Extrait du document →
-*-
O
DEUXIÈME PARTIE
Hindouisme et changement religieux
dans la société réunionnaise

                        

          3. Le cas de Saint Expédit

     J’ai plusieurs fois fait allusion dans les pages précédentes à ce saint dont le culte est très répandu dans l’île. En effet, sa présence ne se limite pas – au contraire – aux petits autels érigés par les « devineurs » et autres guérisseurs indiens ou créoles (cf. supra). J’ai décidé de consacrer un chapitre à Saint Expédit premièrement parce qu’il fut, je le rappelle, le point de départ de ma curiosité et ensuite parce qu’il concentre sur lui toute une série de malentendus, notamment en matière de « syncrétisme ».
     Saint Expédit, dont la présence est extrêmement visible par le pullulement de ses oratoires rouge vif le long des routes de l’île, est un saint qui, bien que souvent associé à la « sorcellerie » malbar, suscite la ferveur d’une bonne part de la population réunionnaise. Nous allons voir à présent comment ce saint à l’origine obscure est devenu une invention originale de la culture réunionnaise, un médium capable d’écouter les besoins de toute la population créole (1).
-*-
Objectif → Écrivez la suite du texte sur Saint Expédit, en reprenant juste après sa dernière phrase.

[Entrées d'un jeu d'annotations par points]
-*-
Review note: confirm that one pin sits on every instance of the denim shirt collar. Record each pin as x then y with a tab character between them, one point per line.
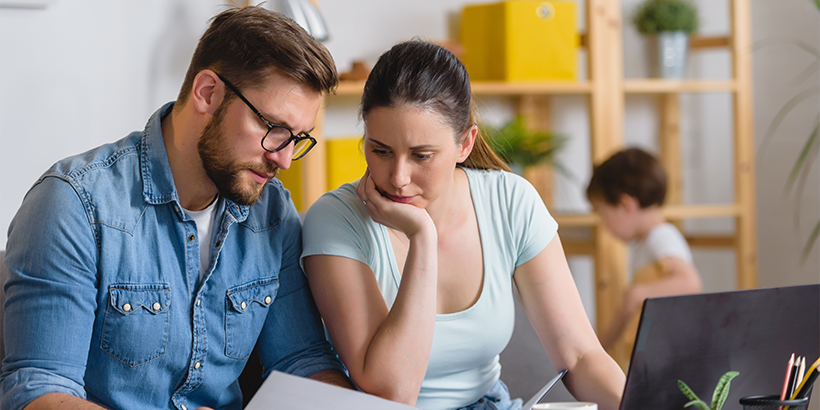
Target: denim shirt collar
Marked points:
157	179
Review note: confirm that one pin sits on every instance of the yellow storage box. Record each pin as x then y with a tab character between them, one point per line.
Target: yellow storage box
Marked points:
345	161
292	180
520	40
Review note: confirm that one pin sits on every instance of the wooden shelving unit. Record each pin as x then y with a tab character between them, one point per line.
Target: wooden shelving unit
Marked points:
605	89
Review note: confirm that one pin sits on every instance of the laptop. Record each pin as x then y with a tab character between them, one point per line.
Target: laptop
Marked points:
536	398
697	338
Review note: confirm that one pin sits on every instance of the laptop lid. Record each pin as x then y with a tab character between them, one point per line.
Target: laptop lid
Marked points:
544	390
697	338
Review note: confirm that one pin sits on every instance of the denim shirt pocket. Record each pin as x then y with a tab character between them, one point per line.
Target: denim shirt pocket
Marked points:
135	329
245	313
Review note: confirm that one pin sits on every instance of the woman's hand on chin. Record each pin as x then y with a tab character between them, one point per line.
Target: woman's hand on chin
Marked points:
406	218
-*-
Résultat final →
     On trouve les premières traces de Saint Expédit dans un ouvrage du Ve siècle nommé le « Martyrologe Hiéronymien », où il est mentionné que son martyre eut lieu en 303 en Arménie. Il aurait à l’époque été l’un des commandants de la Legio XII Fulminata sur les bords de l’Euphrate. Son culte date de la deuxième moitié du 19ème siècle où il aurait connu un certain succès en France, apparaissant désormais comme le patron des « causes urgentes » bien que l’on doute déjà à l’époque de l’authenticité de son origine. En effet, survient en 1899 une vive critique de la part des Bollandistes basés à Bruxelles qui tentent de démontrer que la légende de ce saint n’est qu’une invention, fruit d’erreurs successives de transcription (P. REIGNIER 1997, 1). Si bien qu’en 1905, Saint Expédit est rayé du martyrologe officiel romain par le pape Pie XI qui ordonne (sans succès) l’enlèvement de ses images dans les églises.


1 Je me réfère essentiellement ici aux communications et articles de P. REIGNIER (1997, 2000, 2001, 2003) qui ont précédé et suivi sa thèse de doctorat sur Saint Expédit au département d’anthropologie de l’Université de La Réunion et à d’autres publications concernant le culte de Saint Expédit en Amérique Latine (M. AUGRAS). (Retour au texte)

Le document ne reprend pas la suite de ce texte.